*ENUNCIADO*
Transcreva literalmente o trecho do artigo sobre a onda de violência no Equador, começando nas palavras "Perante a nova" e parando após "entrevista à rádio.".

"[Hoje sinto] um pouco de raiva, ontem foi medo", disse à AFP Fernando Escobar, dono de uma cafeteria na capital equatoriana. Desde domingo, várias quadrilhas criminosas e traficantes de drogas têm demonstrado a sua força em retaliação aos planos do presidente Daniel Noboa de subjugá-los com mão de ferro: mais de uma centena de agentes da polícia e funcionários penitenciários foram feitos reféns por prisioneiros, agressões a jornalistas e inúmeros ataques armados que resultaram em 14 mortes, de acordo com o balanço mais recente.
"Estamos em estado de guerra e não podemos ceder a esses grupos terroristas", afirmou Noboa à rádio Canela nesta quarta-feira, depois de declarar na terça um "conflito armado interno" no país.
Perante a nova onda de violência, o presidente Noboa anunciou uma guerra frontal contra cerca de vinte organizações, que juntas somam mais de 20 mil membros, e atribuiu estatuto "beligerante" às quadrilhas. "Este governo está a tomar as ações necessárias que nos últimos anos ninguém quis tomar. E para isso é necessário ter grande coragem, não coragem de papelão", declarou o presidente de 36 anos em uma entrevista à rádio.

[Entradas de anotação de coordenadas]
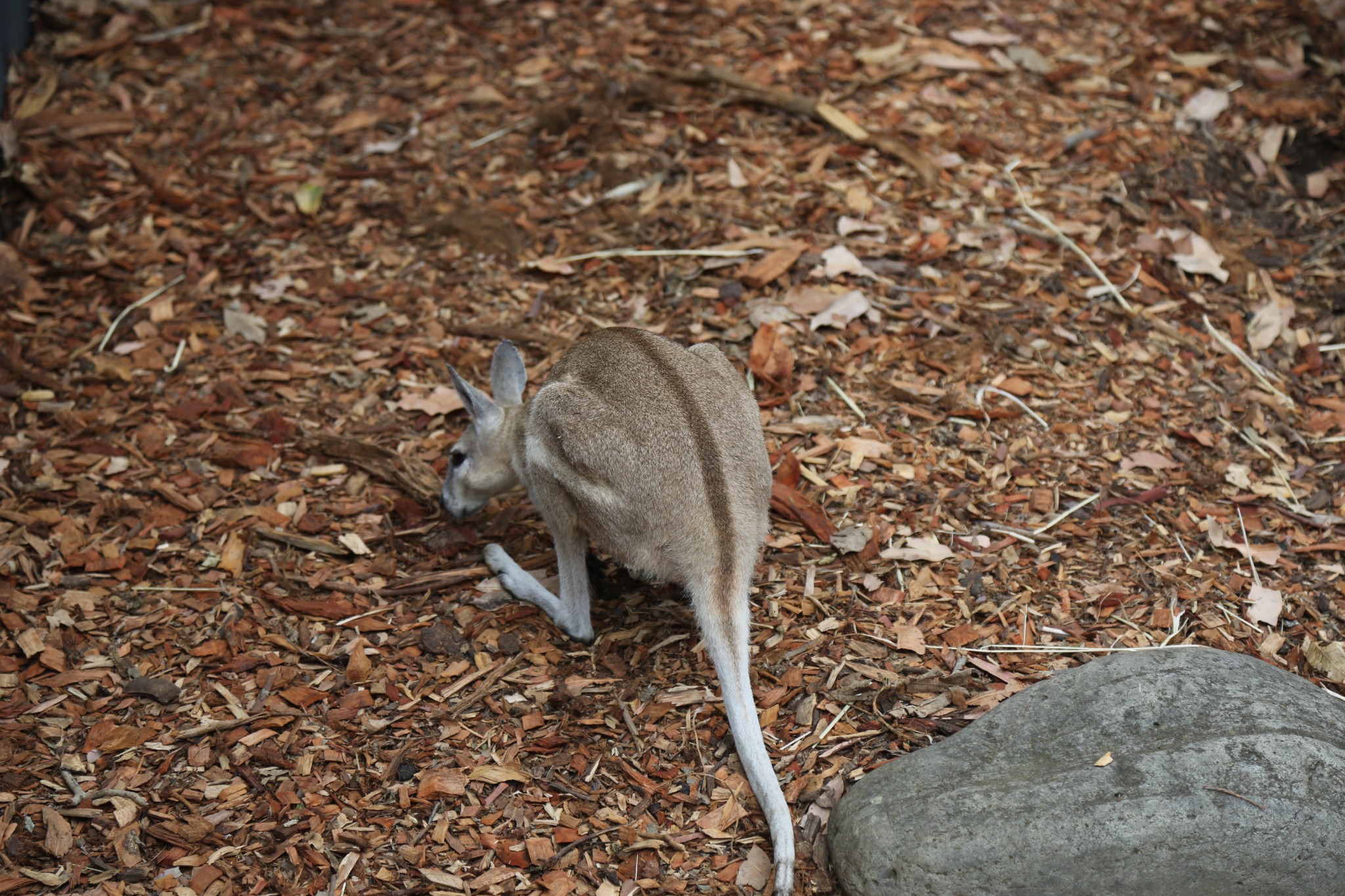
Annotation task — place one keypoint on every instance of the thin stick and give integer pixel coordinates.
(77, 794)
(104, 793)
(847, 399)
(136, 304)
(1258, 371)
(1255, 575)
(502, 132)
(1061, 516)
(1046, 222)
(495, 675)
(648, 253)
(1063, 648)
(177, 359)
(981, 395)
(1224, 790)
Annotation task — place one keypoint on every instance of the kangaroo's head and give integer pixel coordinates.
(479, 467)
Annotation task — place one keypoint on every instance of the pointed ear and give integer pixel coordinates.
(478, 403)
(509, 377)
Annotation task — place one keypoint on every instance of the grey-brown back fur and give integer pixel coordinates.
(690, 449)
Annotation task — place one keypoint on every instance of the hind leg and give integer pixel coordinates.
(724, 614)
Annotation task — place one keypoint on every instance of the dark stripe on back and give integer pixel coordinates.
(707, 452)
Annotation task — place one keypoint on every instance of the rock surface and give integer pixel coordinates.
(1016, 805)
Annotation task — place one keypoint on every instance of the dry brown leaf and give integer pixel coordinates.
(1266, 605)
(925, 550)
(358, 667)
(1328, 658)
(441, 782)
(441, 400)
(232, 555)
(60, 836)
(358, 120)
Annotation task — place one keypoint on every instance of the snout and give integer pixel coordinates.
(452, 507)
(455, 508)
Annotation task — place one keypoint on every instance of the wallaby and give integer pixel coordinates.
(653, 452)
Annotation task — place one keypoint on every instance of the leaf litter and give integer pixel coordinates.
(244, 648)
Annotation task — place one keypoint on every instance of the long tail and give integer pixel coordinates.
(724, 614)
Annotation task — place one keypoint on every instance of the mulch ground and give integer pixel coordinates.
(245, 653)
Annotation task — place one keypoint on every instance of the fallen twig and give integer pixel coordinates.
(1256, 370)
(1067, 513)
(105, 793)
(981, 395)
(808, 108)
(151, 296)
(1224, 790)
(1049, 224)
(646, 253)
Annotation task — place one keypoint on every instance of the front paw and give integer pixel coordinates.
(496, 558)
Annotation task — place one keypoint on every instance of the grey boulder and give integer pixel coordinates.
(1016, 803)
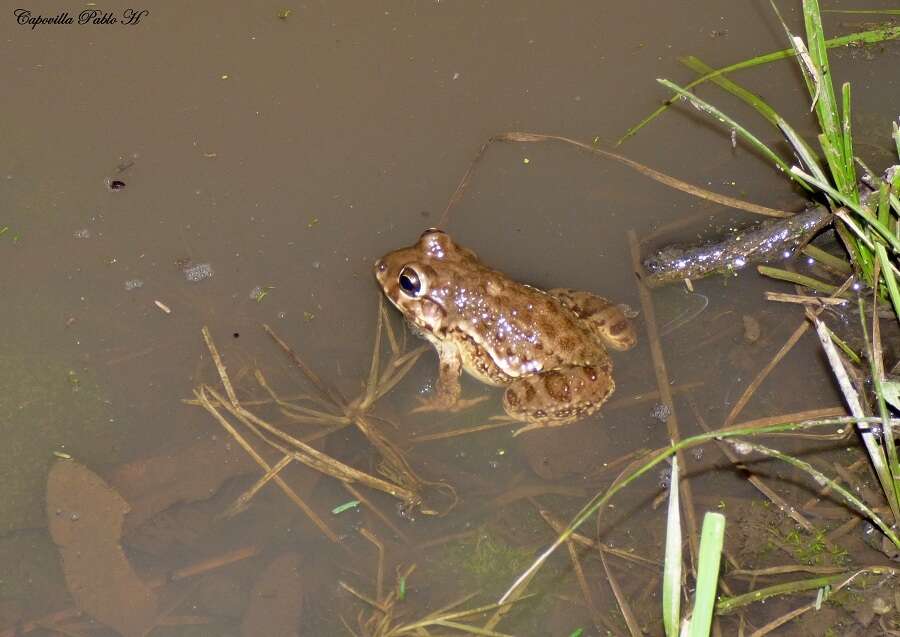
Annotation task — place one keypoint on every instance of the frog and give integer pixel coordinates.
(548, 348)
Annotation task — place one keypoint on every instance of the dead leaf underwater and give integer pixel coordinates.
(85, 517)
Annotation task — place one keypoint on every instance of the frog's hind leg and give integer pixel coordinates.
(447, 390)
(606, 319)
(559, 396)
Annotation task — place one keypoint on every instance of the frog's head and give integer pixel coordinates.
(418, 279)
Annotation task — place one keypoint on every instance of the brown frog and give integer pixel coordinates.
(548, 348)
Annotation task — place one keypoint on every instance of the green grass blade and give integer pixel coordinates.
(873, 36)
(865, 11)
(712, 111)
(803, 151)
(849, 164)
(749, 97)
(826, 105)
(601, 499)
(827, 259)
(877, 371)
(730, 604)
(673, 559)
(870, 440)
(835, 160)
(711, 539)
(801, 148)
(883, 230)
(895, 129)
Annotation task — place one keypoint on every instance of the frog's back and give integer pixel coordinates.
(507, 329)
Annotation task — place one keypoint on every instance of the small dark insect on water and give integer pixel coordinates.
(769, 240)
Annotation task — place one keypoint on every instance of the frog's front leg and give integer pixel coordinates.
(447, 390)
(559, 396)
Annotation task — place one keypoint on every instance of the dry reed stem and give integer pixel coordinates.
(379, 581)
(665, 394)
(557, 525)
(330, 395)
(756, 481)
(243, 500)
(631, 621)
(312, 457)
(192, 570)
(597, 617)
(376, 511)
(289, 492)
(782, 297)
(787, 347)
(672, 182)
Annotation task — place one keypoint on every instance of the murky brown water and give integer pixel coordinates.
(290, 153)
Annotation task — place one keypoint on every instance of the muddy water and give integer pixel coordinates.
(288, 153)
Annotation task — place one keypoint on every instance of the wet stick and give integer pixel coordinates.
(662, 383)
(289, 492)
(667, 180)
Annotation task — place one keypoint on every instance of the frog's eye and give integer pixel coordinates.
(410, 282)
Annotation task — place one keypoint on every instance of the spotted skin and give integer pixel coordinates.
(548, 348)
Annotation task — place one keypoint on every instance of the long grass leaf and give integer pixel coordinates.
(876, 363)
(673, 559)
(865, 11)
(749, 97)
(711, 539)
(826, 106)
(714, 112)
(803, 151)
(835, 160)
(862, 37)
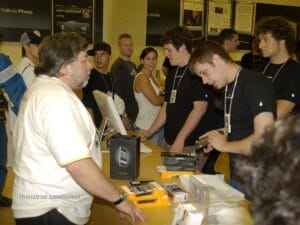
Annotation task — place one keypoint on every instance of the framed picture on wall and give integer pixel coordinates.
(193, 14)
(74, 16)
(219, 16)
(193, 17)
(161, 16)
(17, 16)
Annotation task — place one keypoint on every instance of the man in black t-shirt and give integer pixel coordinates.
(249, 101)
(100, 79)
(276, 36)
(187, 111)
(123, 72)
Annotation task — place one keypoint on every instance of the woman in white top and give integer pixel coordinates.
(146, 92)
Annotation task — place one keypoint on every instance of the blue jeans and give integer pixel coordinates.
(3, 155)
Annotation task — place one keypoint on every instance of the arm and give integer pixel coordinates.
(89, 176)
(190, 124)
(158, 123)
(218, 141)
(284, 107)
(142, 84)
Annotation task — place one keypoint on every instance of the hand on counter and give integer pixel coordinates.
(129, 209)
(177, 146)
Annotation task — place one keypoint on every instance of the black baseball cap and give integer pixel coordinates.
(31, 37)
(103, 46)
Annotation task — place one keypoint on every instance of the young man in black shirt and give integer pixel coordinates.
(187, 111)
(123, 72)
(277, 41)
(249, 101)
(100, 79)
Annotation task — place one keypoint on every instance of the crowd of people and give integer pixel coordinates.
(248, 110)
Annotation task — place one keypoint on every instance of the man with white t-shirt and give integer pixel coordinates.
(57, 161)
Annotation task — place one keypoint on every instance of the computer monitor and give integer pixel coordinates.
(111, 116)
(109, 113)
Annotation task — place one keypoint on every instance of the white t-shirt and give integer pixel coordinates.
(53, 129)
(26, 69)
(147, 111)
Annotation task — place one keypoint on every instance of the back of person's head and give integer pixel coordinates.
(226, 34)
(280, 28)
(272, 174)
(205, 50)
(146, 51)
(123, 36)
(30, 37)
(179, 36)
(58, 50)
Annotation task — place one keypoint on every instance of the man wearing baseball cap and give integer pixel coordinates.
(30, 41)
(100, 79)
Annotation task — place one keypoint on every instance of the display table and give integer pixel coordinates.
(104, 214)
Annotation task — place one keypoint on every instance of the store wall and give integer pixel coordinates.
(127, 16)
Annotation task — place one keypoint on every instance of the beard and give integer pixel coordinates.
(84, 83)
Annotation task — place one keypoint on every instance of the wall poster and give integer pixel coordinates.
(243, 18)
(193, 14)
(219, 16)
(161, 16)
(74, 16)
(17, 16)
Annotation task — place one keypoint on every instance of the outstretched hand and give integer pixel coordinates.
(129, 209)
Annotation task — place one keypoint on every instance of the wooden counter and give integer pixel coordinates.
(104, 214)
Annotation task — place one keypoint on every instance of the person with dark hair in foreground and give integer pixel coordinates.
(277, 41)
(271, 174)
(58, 161)
(249, 105)
(187, 111)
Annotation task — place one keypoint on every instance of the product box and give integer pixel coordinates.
(147, 195)
(176, 193)
(124, 157)
(179, 161)
(167, 174)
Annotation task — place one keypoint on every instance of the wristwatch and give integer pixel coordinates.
(121, 199)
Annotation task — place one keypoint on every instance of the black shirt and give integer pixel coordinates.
(286, 81)
(189, 90)
(3, 107)
(253, 95)
(250, 61)
(123, 73)
(97, 81)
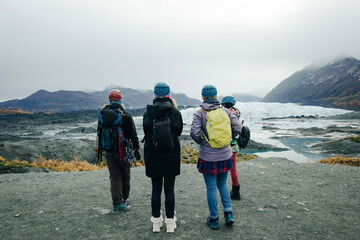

*RESPOSTA*
Perante a nova onda de violência, o presidente Noboa anunciou uma guerra frontal contra cerca de vinte organizações, que juntas somam mais de 20 mil membros, e atribuiu estatuto "beligerante" às quadrilhas. "Este governo está a tomar as ações necessárias que nos últimos anos ninguém quis tomar. E para isso é necessário ter grande coragem, não coragem de papelão", declarou o presidente de 36 anos em uma entrevista à rádio.